Work to complete |
Rewrite the records from the start through the line containing "[[[1275,629],[1277,416],[0,407],[0,626]]]", including the requests, and multiply every coordinate in the answers by 1.5, rounding to whole numbers with halves rounded up. Leave the pictures out of your version.

Information supplied |
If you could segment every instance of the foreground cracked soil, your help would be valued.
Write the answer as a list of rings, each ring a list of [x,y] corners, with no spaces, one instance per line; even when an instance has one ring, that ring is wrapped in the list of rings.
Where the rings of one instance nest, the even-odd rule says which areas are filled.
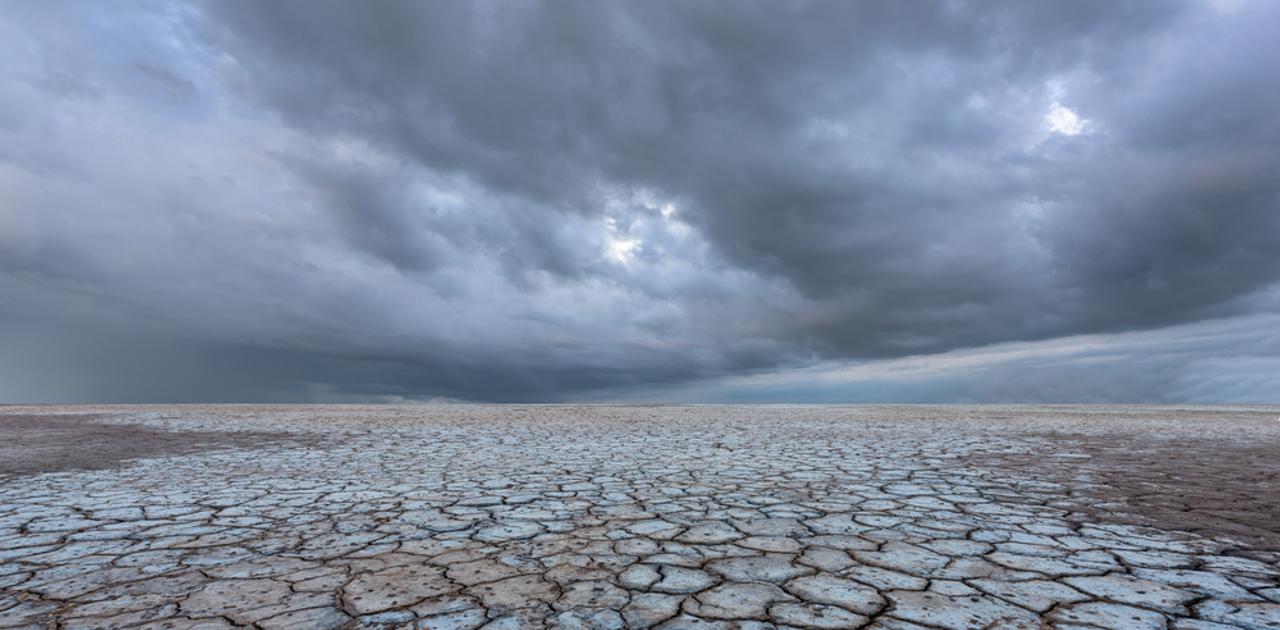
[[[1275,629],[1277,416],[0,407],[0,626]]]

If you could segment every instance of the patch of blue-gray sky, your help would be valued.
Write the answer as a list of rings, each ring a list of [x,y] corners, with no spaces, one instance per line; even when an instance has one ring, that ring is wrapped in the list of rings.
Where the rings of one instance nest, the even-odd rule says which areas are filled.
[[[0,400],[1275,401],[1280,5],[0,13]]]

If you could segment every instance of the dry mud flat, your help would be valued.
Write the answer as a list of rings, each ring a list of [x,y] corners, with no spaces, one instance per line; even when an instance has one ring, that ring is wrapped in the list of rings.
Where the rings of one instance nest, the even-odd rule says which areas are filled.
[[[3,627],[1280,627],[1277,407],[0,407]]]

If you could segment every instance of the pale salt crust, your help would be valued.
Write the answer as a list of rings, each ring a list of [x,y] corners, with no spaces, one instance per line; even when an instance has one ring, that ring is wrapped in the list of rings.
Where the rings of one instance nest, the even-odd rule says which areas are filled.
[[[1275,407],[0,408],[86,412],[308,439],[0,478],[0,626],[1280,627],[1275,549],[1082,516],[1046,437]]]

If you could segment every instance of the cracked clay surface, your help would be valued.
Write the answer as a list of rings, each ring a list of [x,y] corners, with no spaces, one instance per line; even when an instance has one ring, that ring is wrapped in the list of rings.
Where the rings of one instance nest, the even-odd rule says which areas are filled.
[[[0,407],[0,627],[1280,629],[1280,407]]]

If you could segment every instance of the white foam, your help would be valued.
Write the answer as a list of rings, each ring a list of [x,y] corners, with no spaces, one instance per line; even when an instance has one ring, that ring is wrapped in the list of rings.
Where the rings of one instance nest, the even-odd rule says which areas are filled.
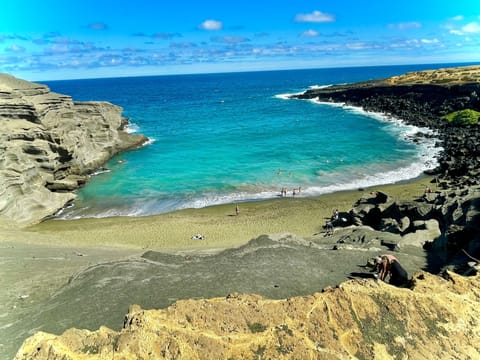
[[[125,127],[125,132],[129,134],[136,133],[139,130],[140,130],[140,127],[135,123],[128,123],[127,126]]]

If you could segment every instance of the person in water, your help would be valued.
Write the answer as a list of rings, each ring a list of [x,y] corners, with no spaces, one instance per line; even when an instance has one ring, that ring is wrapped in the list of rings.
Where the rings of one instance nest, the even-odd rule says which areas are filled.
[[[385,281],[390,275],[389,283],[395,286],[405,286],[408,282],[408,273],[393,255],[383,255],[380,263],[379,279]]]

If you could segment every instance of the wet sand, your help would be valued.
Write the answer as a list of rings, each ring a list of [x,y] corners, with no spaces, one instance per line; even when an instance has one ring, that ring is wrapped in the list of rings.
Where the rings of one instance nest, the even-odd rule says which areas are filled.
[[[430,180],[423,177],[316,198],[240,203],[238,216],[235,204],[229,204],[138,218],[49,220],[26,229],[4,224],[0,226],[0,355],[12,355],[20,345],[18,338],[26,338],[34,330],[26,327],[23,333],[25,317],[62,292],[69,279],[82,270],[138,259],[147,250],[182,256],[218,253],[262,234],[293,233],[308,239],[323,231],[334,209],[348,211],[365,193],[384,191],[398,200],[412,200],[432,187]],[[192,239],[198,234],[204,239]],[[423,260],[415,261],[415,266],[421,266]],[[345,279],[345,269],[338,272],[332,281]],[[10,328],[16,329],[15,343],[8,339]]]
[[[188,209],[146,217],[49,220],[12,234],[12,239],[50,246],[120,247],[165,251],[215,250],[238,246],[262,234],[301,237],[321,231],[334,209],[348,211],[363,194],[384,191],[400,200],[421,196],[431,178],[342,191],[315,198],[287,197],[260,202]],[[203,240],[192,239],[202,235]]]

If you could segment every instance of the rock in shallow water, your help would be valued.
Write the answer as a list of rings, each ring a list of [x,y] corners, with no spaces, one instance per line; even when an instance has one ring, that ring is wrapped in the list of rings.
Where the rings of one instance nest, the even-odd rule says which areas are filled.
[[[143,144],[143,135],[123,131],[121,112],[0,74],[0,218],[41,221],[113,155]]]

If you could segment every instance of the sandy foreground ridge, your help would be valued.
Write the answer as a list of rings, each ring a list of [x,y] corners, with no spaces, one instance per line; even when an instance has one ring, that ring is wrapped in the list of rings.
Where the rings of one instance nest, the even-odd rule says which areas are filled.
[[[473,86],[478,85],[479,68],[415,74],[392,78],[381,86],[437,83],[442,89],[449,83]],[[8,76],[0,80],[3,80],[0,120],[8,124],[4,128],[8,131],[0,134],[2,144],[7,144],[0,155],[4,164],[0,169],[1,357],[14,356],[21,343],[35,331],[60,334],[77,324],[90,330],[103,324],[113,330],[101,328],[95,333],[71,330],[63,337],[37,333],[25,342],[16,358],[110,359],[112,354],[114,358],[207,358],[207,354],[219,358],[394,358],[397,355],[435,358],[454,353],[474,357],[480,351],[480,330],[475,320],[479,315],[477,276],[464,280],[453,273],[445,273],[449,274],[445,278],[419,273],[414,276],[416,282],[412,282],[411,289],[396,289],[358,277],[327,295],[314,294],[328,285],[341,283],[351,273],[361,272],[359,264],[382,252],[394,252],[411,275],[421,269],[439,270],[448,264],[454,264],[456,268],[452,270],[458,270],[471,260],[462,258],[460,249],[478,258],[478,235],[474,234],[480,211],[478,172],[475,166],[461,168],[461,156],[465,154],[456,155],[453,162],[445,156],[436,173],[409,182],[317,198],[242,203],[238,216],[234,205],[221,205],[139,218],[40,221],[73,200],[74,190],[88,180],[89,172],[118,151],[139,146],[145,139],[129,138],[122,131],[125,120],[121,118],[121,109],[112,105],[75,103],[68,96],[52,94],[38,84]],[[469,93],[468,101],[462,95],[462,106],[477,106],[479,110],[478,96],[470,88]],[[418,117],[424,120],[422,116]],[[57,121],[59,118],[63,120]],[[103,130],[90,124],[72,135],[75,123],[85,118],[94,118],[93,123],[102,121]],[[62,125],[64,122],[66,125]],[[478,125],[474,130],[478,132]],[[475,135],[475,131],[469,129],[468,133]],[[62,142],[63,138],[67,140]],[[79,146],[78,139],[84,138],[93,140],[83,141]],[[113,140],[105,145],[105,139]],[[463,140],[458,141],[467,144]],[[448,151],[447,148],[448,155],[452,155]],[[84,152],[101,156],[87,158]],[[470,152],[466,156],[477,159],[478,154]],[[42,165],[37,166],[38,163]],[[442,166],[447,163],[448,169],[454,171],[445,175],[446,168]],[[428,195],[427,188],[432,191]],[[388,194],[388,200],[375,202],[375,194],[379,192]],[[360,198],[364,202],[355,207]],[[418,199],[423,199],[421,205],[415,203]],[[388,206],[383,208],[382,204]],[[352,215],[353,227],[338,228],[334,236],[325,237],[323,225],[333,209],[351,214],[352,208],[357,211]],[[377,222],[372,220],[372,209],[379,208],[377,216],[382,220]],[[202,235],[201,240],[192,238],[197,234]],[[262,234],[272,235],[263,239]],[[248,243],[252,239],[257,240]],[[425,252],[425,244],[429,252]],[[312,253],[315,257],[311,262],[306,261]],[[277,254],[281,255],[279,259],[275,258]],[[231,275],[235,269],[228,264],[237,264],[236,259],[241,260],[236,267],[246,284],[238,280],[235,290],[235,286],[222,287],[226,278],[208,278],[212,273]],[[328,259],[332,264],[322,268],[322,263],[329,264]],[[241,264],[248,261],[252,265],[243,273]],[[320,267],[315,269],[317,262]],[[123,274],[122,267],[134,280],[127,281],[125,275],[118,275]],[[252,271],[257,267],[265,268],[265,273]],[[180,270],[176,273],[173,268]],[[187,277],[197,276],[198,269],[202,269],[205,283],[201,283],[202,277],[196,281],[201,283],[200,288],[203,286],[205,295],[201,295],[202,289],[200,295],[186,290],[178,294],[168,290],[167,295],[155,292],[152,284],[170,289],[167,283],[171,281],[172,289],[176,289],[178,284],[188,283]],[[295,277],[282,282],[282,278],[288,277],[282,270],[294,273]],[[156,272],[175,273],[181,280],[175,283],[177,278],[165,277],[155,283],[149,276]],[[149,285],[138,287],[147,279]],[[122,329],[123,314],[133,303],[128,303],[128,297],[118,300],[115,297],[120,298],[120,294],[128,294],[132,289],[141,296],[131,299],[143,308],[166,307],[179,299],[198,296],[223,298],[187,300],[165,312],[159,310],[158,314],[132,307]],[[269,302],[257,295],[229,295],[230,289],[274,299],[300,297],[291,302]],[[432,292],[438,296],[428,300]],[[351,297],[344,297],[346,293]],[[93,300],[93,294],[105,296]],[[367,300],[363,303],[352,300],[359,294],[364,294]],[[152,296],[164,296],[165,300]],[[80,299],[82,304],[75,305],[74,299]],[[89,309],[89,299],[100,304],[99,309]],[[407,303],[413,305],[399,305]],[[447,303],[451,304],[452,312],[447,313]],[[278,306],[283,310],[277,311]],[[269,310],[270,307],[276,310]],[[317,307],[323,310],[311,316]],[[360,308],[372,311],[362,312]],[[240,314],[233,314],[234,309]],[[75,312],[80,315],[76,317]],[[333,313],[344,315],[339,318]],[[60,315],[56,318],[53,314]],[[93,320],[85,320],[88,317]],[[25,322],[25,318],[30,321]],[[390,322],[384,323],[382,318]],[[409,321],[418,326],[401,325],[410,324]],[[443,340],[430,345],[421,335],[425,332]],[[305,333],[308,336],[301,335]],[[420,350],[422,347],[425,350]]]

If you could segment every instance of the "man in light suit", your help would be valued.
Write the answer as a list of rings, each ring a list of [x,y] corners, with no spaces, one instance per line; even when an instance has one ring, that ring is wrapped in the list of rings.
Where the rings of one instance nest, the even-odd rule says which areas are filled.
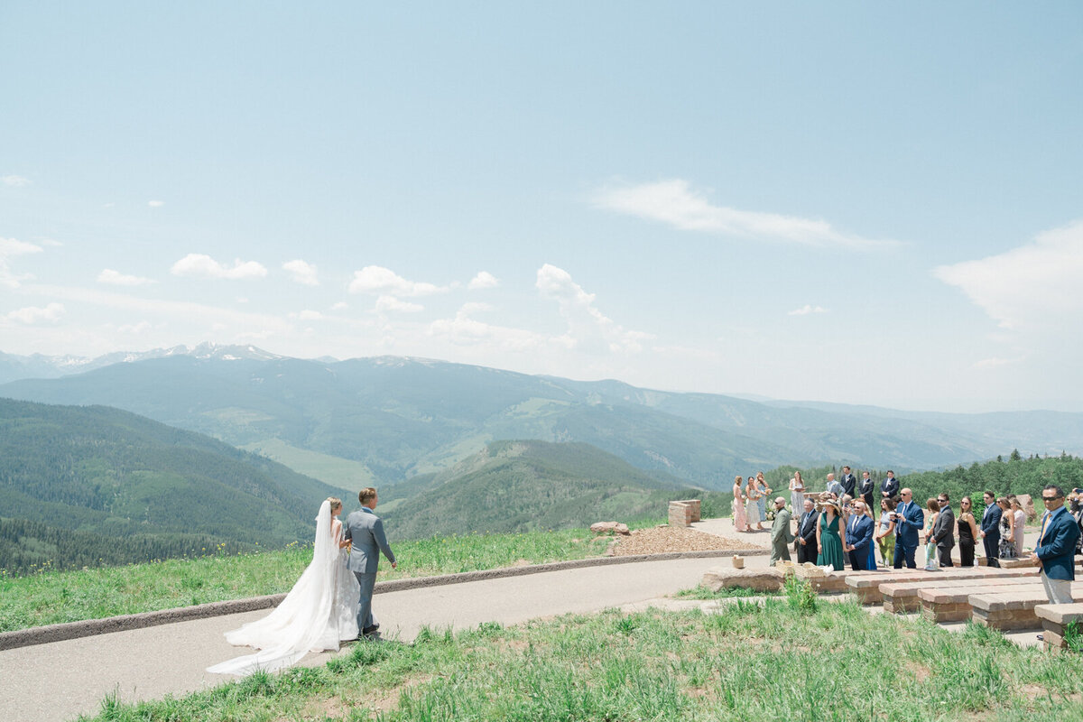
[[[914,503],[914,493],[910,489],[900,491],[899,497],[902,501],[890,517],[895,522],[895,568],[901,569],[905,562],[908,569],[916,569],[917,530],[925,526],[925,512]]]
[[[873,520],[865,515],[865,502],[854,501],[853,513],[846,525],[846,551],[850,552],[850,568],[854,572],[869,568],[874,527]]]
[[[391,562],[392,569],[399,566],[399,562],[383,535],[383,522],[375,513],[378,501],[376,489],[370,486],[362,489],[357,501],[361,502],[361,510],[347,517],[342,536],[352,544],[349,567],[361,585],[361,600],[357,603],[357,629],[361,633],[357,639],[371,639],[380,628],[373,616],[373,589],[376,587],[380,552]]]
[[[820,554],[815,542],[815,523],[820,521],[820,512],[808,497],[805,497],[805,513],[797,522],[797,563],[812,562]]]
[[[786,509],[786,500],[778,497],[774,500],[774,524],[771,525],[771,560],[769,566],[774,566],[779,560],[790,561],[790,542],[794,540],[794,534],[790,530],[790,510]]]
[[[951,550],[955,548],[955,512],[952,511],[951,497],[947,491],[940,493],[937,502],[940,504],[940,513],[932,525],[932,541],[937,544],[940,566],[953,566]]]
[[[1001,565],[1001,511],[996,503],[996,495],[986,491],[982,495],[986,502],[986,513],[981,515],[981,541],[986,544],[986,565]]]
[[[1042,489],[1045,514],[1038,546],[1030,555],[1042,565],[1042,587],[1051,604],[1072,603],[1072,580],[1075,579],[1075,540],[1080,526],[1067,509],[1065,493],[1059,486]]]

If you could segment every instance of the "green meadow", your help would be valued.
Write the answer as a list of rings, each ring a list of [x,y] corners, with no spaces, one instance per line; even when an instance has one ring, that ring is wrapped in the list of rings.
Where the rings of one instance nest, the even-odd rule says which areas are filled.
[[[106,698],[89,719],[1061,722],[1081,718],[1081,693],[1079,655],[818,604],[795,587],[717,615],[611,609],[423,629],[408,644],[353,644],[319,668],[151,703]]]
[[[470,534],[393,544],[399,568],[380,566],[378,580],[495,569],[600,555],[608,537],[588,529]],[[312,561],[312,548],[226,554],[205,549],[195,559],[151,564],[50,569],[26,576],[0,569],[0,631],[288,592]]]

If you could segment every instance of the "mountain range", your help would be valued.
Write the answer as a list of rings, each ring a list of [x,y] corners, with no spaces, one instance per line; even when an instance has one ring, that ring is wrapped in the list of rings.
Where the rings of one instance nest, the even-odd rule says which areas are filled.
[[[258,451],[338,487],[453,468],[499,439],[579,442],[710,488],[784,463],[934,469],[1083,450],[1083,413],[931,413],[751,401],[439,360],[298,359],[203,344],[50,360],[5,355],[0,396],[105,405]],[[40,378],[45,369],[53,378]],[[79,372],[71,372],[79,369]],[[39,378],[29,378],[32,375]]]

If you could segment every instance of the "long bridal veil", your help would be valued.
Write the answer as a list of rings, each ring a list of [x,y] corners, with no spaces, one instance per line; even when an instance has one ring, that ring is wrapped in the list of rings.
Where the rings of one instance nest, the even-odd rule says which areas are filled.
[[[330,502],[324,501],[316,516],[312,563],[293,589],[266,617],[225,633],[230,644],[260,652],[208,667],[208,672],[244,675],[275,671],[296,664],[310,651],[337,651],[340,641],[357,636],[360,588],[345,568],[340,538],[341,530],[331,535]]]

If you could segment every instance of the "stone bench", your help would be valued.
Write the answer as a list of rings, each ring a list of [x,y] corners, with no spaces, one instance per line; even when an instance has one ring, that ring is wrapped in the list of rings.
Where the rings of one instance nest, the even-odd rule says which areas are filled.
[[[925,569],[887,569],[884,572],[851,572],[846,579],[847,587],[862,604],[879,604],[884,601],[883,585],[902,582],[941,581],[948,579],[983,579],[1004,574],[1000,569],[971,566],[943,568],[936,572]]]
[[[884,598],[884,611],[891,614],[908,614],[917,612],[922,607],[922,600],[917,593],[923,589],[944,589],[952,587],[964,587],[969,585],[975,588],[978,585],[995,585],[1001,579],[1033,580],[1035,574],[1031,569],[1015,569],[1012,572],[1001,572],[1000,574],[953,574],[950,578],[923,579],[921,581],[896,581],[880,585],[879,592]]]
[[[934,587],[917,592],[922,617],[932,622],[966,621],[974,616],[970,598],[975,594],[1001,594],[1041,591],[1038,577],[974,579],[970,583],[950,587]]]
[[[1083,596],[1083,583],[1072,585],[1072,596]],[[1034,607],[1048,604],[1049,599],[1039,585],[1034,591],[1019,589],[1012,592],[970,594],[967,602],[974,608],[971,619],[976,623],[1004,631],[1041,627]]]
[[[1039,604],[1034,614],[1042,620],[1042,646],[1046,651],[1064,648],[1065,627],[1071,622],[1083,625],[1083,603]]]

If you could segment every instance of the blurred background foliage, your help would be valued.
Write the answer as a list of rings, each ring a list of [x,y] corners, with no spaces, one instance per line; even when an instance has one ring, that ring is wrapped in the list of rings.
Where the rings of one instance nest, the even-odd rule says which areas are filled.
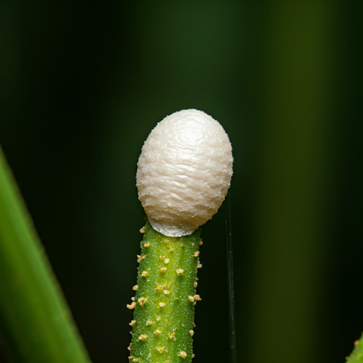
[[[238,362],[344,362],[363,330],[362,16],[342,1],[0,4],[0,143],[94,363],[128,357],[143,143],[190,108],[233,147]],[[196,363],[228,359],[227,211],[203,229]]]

Response to the exercise |
If you could segment every instance of the foreground cracked soil, your help would be valued.
Write the answer as a list of rings, each ring a list of [x,y] corners, with no spaces, one instance per line; even when an instance has one ring, that ring is wrapped in the list of rings.
Where the rings of one instance nest, the even-odd rule says which areas are filled.
[[[1913,944],[1916,624],[0,611],[0,939]]]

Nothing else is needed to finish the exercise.